- INSTRUCTIONS FOR THE TASK
Copy out all the entries exactly.
#### DATA FOR PROCESSING ####
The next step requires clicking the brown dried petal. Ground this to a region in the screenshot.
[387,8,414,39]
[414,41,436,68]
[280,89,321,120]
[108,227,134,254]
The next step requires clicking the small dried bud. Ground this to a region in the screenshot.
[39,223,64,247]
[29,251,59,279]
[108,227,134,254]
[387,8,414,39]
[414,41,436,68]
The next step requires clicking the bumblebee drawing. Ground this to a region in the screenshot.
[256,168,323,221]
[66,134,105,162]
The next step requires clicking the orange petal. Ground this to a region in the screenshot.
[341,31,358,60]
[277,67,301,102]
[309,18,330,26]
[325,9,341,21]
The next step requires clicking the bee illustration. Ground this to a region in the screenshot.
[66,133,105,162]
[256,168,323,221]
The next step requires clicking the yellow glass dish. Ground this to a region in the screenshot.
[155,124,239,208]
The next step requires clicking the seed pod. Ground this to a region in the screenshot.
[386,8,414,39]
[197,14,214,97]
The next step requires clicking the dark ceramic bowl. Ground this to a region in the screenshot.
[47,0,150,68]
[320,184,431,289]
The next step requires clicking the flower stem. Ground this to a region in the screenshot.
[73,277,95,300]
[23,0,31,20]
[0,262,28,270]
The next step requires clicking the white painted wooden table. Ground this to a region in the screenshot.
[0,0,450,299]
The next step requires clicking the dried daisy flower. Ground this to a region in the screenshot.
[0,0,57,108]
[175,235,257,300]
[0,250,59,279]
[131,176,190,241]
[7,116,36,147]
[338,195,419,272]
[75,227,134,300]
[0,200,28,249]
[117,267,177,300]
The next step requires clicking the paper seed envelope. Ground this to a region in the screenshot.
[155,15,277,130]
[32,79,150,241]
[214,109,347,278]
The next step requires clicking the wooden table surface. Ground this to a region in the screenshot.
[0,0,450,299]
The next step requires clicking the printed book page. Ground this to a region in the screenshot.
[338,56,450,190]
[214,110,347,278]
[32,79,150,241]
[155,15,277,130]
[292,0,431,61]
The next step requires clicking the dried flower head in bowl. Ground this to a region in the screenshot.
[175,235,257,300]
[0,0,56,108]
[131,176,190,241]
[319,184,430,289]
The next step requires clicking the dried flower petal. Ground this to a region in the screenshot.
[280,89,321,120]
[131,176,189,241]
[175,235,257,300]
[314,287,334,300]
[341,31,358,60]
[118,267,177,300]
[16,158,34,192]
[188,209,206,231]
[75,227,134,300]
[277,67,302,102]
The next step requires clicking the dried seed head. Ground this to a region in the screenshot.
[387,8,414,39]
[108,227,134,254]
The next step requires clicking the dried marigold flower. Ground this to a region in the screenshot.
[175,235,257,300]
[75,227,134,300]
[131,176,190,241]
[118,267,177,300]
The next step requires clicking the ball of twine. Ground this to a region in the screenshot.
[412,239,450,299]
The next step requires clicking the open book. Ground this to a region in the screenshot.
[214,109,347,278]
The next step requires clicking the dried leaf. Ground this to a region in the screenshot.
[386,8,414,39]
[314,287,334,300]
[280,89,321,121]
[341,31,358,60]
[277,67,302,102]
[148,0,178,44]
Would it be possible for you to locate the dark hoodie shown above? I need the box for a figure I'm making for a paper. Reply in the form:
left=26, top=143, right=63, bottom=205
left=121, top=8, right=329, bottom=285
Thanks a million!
####
- FULL OUTPUT
The next step requires clicking the brown dried petal. Ground this to a region in the screenshot.
[387,8,414,39]
[414,41,436,68]
[280,89,321,120]
[108,227,134,254]
The next step requires clicking the small dried bud. Ground this to a region in the screenshot.
[39,223,64,247]
[29,251,59,279]
[108,227,134,254]
[387,8,414,39]
[414,41,436,68]
The next step requires clicking the bumblebee drawing. Ground this to a region in the screenshot.
[256,168,323,221]
[66,134,105,162]
The next step requires clicking the orange petal. Ground this to a region in the screenshot.
[341,31,358,60]
[277,67,301,102]
[309,18,330,26]
[325,9,341,21]
The next step requires clicking the bee illustration. Ground this to a region in the screenshot.
[66,133,105,162]
[256,168,323,221]
The next step requires clicking the yellow glass dish. Ground this to a region in the screenshot.
[155,124,239,208]
The next step requires clicking the seed pod. Ground this to a region in the screenshot.
[386,8,414,39]
[197,14,214,97]
The next step requires clicking the dark ceramic bowl. Ground this to a region in the screenshot.
[47,0,150,68]
[320,184,431,289]
The next step requires clicking the flower stem. Ground this to a region in the screenshot.
[73,277,95,300]
[23,0,31,20]
[0,262,28,270]
The next step requires clicking the white painted wooden table. Ground this to a region in the screenshot.
[0,0,450,299]
The next step requires clicking the dried daisy flower. Ground this to a region in the screenshot.
[0,0,57,108]
[175,235,257,300]
[0,250,59,279]
[131,176,190,241]
[7,116,36,147]
[338,195,419,272]
[75,227,134,300]
[0,200,28,249]
[117,267,177,300]
The next step requires clicking the paper seed envelope. Ground this to a region in the screenshot.
[155,15,277,130]
[32,79,150,241]
[214,109,347,278]
The next step requires clicking the wooden table surface. Ground this to a region in the screenshot.
[0,0,450,299]
The next step requires clicking the printed book page. Ground this to a region in the screenshot.
[338,56,450,190]
[214,110,347,278]
[32,79,150,241]
[155,15,277,130]
[292,0,431,61]
The next step requires clicking the dried flower head in bowl. Ground this to a region in the screenshot.
[175,235,257,300]
[0,0,56,108]
[131,176,190,241]
[319,184,430,289]
The next step requires clicking the dried flower petal. Ground this to a region in the screenshot.
[280,89,321,120]
[131,176,189,241]
[175,235,257,300]
[314,287,334,300]
[341,31,358,60]
[118,267,177,300]
[16,158,34,192]
[188,209,206,231]
[75,227,134,300]
[277,67,302,102]
The next step requires clicking the dried seed head. Ground this to a region in the screenshot.
[387,8,414,39]
[108,227,134,254]
The next step requires clicking the dried marigold flower. Ground this to a region in the screenshot.
[175,235,257,300]
[75,227,134,300]
[131,176,190,241]
[118,267,177,300]
The next step requires clicking the ball of twine. Ground this to a region in the screenshot.
[412,239,450,299]
The next step requires clicking the open book. Ground this to a region in the screenshot.
[214,109,347,278]
The next step requires clicking the dried leaf. Ground this to a region in the screenshot.
[386,8,414,39]
[314,287,334,300]
[280,89,321,121]
[341,31,358,60]
[277,67,302,102]
[148,0,178,44]
Would it be possible for you to locate the dark hoodie shown above? I need the box for a figure I'm making for a paper. Reply in the form:
left=26, top=143, right=63, bottom=205
left=121, top=8, right=329, bottom=285
Thanks a million!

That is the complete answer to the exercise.